Prompt —
Put every line of the items below into a JSON list of strings, one string per line, and leave out any blank lines.

Saved data entries —
-=-=-

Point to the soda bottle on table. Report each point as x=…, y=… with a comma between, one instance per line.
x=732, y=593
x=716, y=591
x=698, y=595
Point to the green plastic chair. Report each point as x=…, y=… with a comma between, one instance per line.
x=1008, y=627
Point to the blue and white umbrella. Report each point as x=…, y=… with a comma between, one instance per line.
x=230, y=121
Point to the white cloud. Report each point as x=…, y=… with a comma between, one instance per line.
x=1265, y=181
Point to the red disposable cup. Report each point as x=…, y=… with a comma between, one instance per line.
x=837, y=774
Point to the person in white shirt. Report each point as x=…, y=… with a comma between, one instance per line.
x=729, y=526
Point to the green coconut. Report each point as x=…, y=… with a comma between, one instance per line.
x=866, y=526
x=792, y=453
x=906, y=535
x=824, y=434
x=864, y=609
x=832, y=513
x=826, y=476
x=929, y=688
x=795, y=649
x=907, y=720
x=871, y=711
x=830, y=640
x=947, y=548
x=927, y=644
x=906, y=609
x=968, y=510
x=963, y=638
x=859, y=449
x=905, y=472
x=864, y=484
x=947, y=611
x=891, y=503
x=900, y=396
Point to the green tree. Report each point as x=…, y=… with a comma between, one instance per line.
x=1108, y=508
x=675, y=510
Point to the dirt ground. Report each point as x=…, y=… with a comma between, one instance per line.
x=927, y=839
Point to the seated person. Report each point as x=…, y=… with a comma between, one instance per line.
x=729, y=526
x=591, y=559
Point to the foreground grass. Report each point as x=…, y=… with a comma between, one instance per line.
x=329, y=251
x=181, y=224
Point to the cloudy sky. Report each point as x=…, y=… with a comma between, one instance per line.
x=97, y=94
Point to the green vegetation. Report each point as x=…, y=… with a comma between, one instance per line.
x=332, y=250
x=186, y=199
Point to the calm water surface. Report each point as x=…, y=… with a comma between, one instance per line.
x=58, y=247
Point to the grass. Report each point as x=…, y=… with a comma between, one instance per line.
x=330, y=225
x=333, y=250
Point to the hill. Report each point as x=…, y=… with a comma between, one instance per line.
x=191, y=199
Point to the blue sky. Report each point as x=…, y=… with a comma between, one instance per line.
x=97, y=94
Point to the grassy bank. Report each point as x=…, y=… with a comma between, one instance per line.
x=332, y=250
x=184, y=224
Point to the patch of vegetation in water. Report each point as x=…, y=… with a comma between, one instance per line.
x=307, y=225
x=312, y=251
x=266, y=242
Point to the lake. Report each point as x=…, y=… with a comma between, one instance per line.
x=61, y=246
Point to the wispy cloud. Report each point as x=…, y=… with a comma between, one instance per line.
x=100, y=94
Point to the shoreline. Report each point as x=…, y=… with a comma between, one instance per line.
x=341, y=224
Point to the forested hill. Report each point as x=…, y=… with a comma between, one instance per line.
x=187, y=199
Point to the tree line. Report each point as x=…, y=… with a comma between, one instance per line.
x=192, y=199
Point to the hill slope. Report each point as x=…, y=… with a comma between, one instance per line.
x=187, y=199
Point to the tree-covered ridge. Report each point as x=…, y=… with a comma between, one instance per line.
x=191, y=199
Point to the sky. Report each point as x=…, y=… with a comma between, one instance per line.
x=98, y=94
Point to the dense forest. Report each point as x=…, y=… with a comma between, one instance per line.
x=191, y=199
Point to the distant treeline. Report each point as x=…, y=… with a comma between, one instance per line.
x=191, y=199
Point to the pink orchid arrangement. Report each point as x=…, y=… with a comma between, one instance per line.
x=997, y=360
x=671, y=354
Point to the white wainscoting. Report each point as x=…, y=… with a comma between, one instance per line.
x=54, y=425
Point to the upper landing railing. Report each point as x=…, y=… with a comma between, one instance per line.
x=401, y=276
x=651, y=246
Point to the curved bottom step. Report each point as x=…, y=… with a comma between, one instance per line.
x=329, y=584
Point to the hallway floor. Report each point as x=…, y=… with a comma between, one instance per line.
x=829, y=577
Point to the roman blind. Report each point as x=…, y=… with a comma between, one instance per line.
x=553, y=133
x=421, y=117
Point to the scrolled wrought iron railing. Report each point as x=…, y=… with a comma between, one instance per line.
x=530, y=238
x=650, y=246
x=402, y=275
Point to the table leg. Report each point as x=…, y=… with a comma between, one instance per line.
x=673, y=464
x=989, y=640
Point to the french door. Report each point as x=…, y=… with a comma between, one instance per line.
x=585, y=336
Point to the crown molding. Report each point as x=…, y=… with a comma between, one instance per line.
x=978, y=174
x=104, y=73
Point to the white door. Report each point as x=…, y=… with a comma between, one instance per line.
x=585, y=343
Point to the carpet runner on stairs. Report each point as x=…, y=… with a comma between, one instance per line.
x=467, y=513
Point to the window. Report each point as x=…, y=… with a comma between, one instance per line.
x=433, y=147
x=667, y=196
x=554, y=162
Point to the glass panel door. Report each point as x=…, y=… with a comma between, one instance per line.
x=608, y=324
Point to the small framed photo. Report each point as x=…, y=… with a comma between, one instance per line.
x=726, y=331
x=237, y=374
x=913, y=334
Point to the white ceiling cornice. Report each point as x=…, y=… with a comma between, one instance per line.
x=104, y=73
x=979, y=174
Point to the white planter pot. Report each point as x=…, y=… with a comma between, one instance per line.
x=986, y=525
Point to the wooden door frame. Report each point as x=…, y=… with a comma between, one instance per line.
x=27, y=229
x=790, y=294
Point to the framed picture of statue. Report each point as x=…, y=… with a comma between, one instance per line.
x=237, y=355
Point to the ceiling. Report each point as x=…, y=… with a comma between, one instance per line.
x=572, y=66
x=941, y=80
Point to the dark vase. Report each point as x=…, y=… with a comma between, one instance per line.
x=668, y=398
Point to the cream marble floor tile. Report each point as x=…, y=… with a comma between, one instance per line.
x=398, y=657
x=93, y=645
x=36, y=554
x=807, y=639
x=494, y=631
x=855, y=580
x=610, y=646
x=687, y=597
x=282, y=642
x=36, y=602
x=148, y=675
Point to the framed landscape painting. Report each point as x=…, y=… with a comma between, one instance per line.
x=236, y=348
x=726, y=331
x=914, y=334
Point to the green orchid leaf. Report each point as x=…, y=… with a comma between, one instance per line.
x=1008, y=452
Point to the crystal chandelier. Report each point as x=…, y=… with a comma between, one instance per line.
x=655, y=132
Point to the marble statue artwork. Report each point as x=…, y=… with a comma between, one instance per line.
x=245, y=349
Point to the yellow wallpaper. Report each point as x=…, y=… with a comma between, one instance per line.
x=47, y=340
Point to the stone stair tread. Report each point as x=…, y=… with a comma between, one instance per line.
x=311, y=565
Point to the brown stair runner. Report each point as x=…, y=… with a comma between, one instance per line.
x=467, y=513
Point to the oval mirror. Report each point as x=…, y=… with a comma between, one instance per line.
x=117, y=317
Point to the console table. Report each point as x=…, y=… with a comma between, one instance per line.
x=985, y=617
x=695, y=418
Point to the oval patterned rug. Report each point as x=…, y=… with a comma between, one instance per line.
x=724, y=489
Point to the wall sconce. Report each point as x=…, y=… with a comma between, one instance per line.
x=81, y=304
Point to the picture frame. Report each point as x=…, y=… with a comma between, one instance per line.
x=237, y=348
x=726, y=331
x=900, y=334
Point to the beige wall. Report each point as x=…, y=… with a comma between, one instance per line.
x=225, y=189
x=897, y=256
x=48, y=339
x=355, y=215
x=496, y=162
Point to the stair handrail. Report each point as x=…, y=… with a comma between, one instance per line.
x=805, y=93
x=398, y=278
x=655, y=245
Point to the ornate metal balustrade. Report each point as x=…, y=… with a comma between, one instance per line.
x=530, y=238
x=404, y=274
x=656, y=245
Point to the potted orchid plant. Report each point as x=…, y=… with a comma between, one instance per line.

-=-=-

Response —
[
  "Point to the soda bottle on table. Report each point as x=…, y=… with a comma between, one instance per line.",
  "x=732, y=593",
  "x=716, y=591",
  "x=698, y=595",
  "Point to the green plastic chair. Report each point as x=…, y=… with a comma between, one instance per line.",
  "x=1008, y=627",
  "Point to the blue and white umbrella. Report each point as x=…, y=… with a comma between, one instance per line.",
  "x=230, y=121",
  "Point to the white cloud. Report each point as x=…, y=… with a comma between, one instance per line.",
  "x=1265, y=181",
  "Point to the red disposable cup. Report each point as x=…, y=… with a comma between, one instance per line.",
  "x=837, y=774",
  "Point to the person in white shirt. Report each point as x=…, y=… with a comma between, one instance per line.",
  "x=729, y=526",
  "Point to the green coconut. Report each point as x=…, y=… with a comma between, one instance per line.",
  "x=866, y=526",
  "x=792, y=453",
  "x=906, y=535",
  "x=824, y=434",
  "x=864, y=609",
  "x=832, y=513",
  "x=826, y=476",
  "x=929, y=688",
  "x=795, y=649",
  "x=907, y=720",
  "x=871, y=711",
  "x=830, y=640",
  "x=947, y=548",
  "x=927, y=644",
  "x=906, y=609",
  "x=968, y=510",
  "x=963, y=638",
  "x=859, y=449",
  "x=905, y=472",
  "x=864, y=484",
  "x=947, y=611",
  "x=891, y=503",
  "x=900, y=396",
  "Point to the green tree. Report each point as x=…, y=… with a comma between, one instance per line.",
  "x=1108, y=508",
  "x=675, y=510",
  "Point to the dirt ground. Report each point as x=…, y=… with a comma between, one instance per line.",
  "x=927, y=839",
  "Point to the seated person. Report each point as x=…, y=… with a comma between, one instance per line.",
  "x=729, y=526",
  "x=591, y=559",
  "Point to the foreground grass. Report each point as x=…, y=… with a comma between, one instance per line.",
  "x=329, y=251",
  "x=181, y=224",
  "Point to the cloudy sky. Report each point as x=…, y=… with a comma between, one instance per line.",
  "x=97, y=94",
  "Point to the green vegetation. Report each point as x=…, y=… with a comma between, one instance per line.",
  "x=332, y=250",
  "x=186, y=199",
  "Point to the calm water surface. Report each point as x=…, y=… with a comma between, one instance per line.",
  "x=58, y=247",
  "Point to the grass. Report each point as x=…, y=… with a comma between, one instance per line.",
  "x=330, y=225",
  "x=333, y=250",
  "Point to the hill. Report each point as x=…, y=… with a comma between, one instance per line.",
  "x=191, y=199",
  "Point to the blue sky. Report each point as x=…, y=… with a comma between, one instance per line.",
  "x=97, y=94",
  "Point to the grassy bank. Report each point as x=…, y=… with a comma between, one instance per line.",
  "x=332, y=250",
  "x=184, y=224",
  "Point to the patch of vegetation in water. Report each point as x=…, y=… with a comma between, one instance per line.",
  "x=307, y=225",
  "x=312, y=251",
  "x=266, y=242",
  "Point to the lake. Report each point as x=…, y=… with a comma between, one instance per line.",
  "x=61, y=246",
  "Point to the wispy cloud. Report each point as x=…, y=… with a comma between, one instance per line.",
  "x=100, y=94",
  "Point to the shoreline. Report each point as x=…, y=… with a comma between, one instance per line.",
  "x=341, y=224",
  "Point to the forested hill. Report each point as x=…, y=… with a comma between, one instance per line.",
  "x=187, y=199",
  "Point to the tree line. Report each point as x=…, y=… with a comma between, one instance per line.",
  "x=192, y=199",
  "Point to the hill slope. Report each point as x=…, y=… with a comma between, one instance per line.",
  "x=187, y=199",
  "Point to the tree-covered ridge. Report each point as x=…, y=… with a comma between, one instance per line.",
  "x=191, y=199",
  "Point to the sky. Report each point as x=…, y=… with a comma between, one instance per line.",
  "x=98, y=94",
  "Point to the dense forest. Report each point as x=…, y=… with a comma between, one instance per line.",
  "x=191, y=199",
  "Point to the distant treeline. Report each point as x=…, y=… with a comma between, one instance per line.",
  "x=191, y=199",
  "Point to the pink orchid arrangement. Report each point as x=…, y=… with a comma between, one instance per line.",
  "x=997, y=360",
  "x=671, y=354",
  "Point to the white wainscoting. Report each point as x=…, y=… with a comma between, one instance per line.",
  "x=54, y=425",
  "Point to the upper landing railing. Report each point as x=…, y=… with a comma between, one instance per line.",
  "x=401, y=276",
  "x=651, y=246",
  "Point to the curved bottom step. Report each point as x=…, y=… with a comma between, one instance per line.",
  "x=329, y=584",
  "Point to the hallway floor. Report each point as x=…, y=… with a comma between, one instance per line.",
  "x=829, y=577",
  "Point to the roman blind. Report each point as x=…, y=… with a comma between, one instance per line.",
  "x=553, y=133",
  "x=421, y=117",
  "Point to the scrolled wrought iron railing. Report each point as x=…, y=… with a comma between, one instance per line.",
  "x=530, y=238",
  "x=650, y=246",
  "x=402, y=275",
  "Point to the table leg. Report each point as x=…, y=… with a comma between, one instance per line.",
  "x=673, y=464",
  "x=989, y=640",
  "Point to the french door. Report each point as x=…, y=… with a comma between, one instance per line.",
  "x=585, y=336",
  "Point to the crown molding. Report each point as x=…, y=… with a comma between, one instance per line.",
  "x=978, y=174",
  "x=104, y=73",
  "Point to the white door. Report each point as x=…, y=… with a comma between, one instance per line.",
  "x=585, y=343",
  "Point to the carpet runner on stairs. Report each point as x=…, y=… with a comma between, one instance per line.",
  "x=467, y=513",
  "Point to the window. Report each point as x=…, y=… with a comma between, one instance per line.",
  "x=433, y=147",
  "x=667, y=196",
  "x=554, y=162",
  "Point to the glass panel door. Report each point as x=…, y=… with a comma between, one instance per line.",
  "x=608, y=324",
  "Point to the small framed photo. Report each point as x=…, y=… with a comma between, one instance per line.",
  "x=726, y=331",
  "x=237, y=374",
  "x=913, y=334",
  "Point to the white ceiling cornice. Report each point as x=…, y=… with a comma between, one instance per line.",
  "x=104, y=73",
  "x=979, y=174",
  "Point to the white planter pot. Report each point as x=…, y=… with a comma between, one instance per line.",
  "x=986, y=525",
  "Point to the wooden door frame. Report each point as x=…, y=… with a comma between, one instance per line.",
  "x=27, y=229",
  "x=790, y=294",
  "Point to the framed picture of statue. Report each point as x=…, y=… with a comma between, one instance per line.",
  "x=237, y=355",
  "Point to the ceiling. Report each point as x=…, y=… with a comma between, one instance per line.",
  "x=572, y=66",
  "x=941, y=80",
  "Point to the dark vase. Report each point as x=…, y=… with a comma between, one instance per line.",
  "x=668, y=398",
  "Point to the cream marble floor tile. Report each point as x=…, y=… with a comma between, one instance per line.",
  "x=398, y=657",
  "x=93, y=645",
  "x=36, y=554",
  "x=807, y=639",
  "x=494, y=631",
  "x=855, y=580",
  "x=610, y=646",
  "x=687, y=597",
  "x=282, y=642",
  "x=36, y=602",
  "x=148, y=675",
  "Point to the framed landscape painting. Report each point as x=…, y=… with a comma between, one instance per line.",
  "x=236, y=348",
  "x=726, y=331",
  "x=914, y=334",
  "Point to the green orchid leaf. Report each point as x=…, y=… with a comma between, one instance per line.",
  "x=1008, y=452",
  "Point to the crystal chandelier. Report each point as x=…, y=… with a comma between, one instance per line.",
  "x=655, y=132",
  "Point to the marble statue artwork. Report each point as x=…, y=… with a comma between, one instance per line.",
  "x=245, y=349",
  "Point to the yellow wallpaper. Report each point as x=…, y=… with a comma between, one instance per line.",
  "x=47, y=340",
  "Point to the stone stair tread. Report each point as x=…, y=… with a comma between, one instance per line.",
  "x=311, y=565",
  "Point to the brown stair runner. Report each point as x=…, y=… with a comma between, one instance per line.",
  "x=467, y=513",
  "Point to the oval mirror. Report each point as x=…, y=… with a comma between, one instance per line.",
  "x=117, y=317",
  "Point to the console table. Report each point as x=…, y=… with a comma between, one instance per line.",
  "x=985, y=617",
  "x=695, y=418",
  "Point to the oval patterned rug. Report each point as x=…, y=… with a comma between, one instance per line.",
  "x=724, y=489",
  "Point to the wall sconce. Report each point as x=…, y=… with a comma between, one instance per line.",
  "x=81, y=304",
  "Point to the picture frame. Report each point as x=…, y=… with a comma between, one instance per line.",
  "x=237, y=348",
  "x=726, y=331",
  "x=900, y=334",
  "Point to the beige wall. Report each point as x=…, y=… with a comma between, one instance per line.",
  "x=225, y=189",
  "x=897, y=256",
  "x=48, y=339",
  "x=355, y=215",
  "x=496, y=162",
  "Point to the stair handrail. Report each point as x=…, y=… with a comma between, one instance per line.",
  "x=805, y=93",
  "x=398, y=278",
  "x=655, y=245",
  "Point to the ornate metal balustrade. Report each point as x=…, y=… with a comma between, one instance per line.",
  "x=530, y=238",
  "x=404, y=274",
  "x=656, y=245",
  "Point to the potted orchid plant. Report each point as x=…, y=… with a comma between, one instance per line."
]